## Start

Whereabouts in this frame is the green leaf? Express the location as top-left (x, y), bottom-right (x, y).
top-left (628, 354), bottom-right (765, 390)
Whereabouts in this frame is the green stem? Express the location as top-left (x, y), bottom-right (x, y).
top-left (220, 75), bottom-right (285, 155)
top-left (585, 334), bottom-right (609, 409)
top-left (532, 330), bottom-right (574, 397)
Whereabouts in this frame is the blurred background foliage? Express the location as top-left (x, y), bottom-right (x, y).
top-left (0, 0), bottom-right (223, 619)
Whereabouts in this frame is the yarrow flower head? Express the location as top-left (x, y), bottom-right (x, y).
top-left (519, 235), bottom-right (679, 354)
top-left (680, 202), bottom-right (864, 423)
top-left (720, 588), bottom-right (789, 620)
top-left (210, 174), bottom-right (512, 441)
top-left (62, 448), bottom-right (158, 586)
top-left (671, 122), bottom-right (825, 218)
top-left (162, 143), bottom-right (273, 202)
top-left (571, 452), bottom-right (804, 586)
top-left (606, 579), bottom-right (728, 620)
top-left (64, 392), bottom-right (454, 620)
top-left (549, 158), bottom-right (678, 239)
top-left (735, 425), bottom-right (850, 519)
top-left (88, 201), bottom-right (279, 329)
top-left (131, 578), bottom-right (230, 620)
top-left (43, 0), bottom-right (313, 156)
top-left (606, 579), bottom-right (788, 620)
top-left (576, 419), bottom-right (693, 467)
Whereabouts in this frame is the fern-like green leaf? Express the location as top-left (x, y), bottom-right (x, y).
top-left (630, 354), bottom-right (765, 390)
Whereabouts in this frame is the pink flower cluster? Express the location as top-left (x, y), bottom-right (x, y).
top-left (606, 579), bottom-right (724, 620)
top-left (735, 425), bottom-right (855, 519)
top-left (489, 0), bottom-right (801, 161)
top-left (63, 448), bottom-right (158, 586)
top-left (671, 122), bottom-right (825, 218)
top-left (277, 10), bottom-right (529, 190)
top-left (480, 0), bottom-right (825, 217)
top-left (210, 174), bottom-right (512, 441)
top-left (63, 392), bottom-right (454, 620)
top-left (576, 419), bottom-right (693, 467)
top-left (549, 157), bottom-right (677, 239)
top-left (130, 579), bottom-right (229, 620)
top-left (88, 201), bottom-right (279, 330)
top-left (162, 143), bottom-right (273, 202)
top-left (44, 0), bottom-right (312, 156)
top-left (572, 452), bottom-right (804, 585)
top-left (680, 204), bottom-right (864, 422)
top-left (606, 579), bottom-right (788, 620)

## End

WHAT TO PRODUCE:
Scale the material from its first line through the line that contains "top-left (630, 354), bottom-right (765, 390)", reproducing every line in that span with its wording unchanged. Multiply each bounding-box coordinate by 0.35 and round it to a whole number, rounding halves up.

RESULT BELOW:
Whereabouts in this frame is the green leaf? Express the location as top-left (x, y), bottom-right (x, y).
top-left (220, 124), bottom-right (268, 137)
Whereabouts in this frame is the green stem? Express the location as top-left (x, y), bottom-right (x, y).
top-left (77, 26), bottom-right (100, 54)
top-left (205, 117), bottom-right (213, 143)
top-left (186, 116), bottom-right (201, 139)
Whereabouts in this frame is the blurred background foliage? Express the location as top-left (x, y), bottom-right (x, y).
top-left (0, 0), bottom-right (78, 217)
Whereabouts in this frame is the yarrow flower head? Express the location as top-left (x, y), bottom-right (x, y).
top-left (182, 82), bottom-right (238, 124)
top-left (238, 71), bottom-right (302, 148)
top-left (252, 206), bottom-right (276, 217)
top-left (74, 61), bottom-right (179, 154)
top-left (22, 157), bottom-right (55, 205)
top-left (235, 43), bottom-right (289, 76)
top-left (57, 50), bottom-right (96, 71)
top-left (200, 158), bottom-right (281, 205)
top-left (212, 203), bottom-right (255, 217)
top-left (22, 137), bottom-right (159, 217)
top-left (192, 55), bottom-right (237, 84)
top-left (257, 149), bottom-right (298, 182)
top-left (31, 70), bottom-right (98, 115)
top-left (46, 202), bottom-right (81, 217)
top-left (15, 0), bottom-right (110, 55)
top-left (212, 203), bottom-right (276, 217)
top-left (202, 147), bottom-right (243, 163)
Whereabouts in this frame is the fern-like green leaf? Express the location as top-left (x, y), bottom-right (x, y).
top-left (221, 124), bottom-right (268, 137)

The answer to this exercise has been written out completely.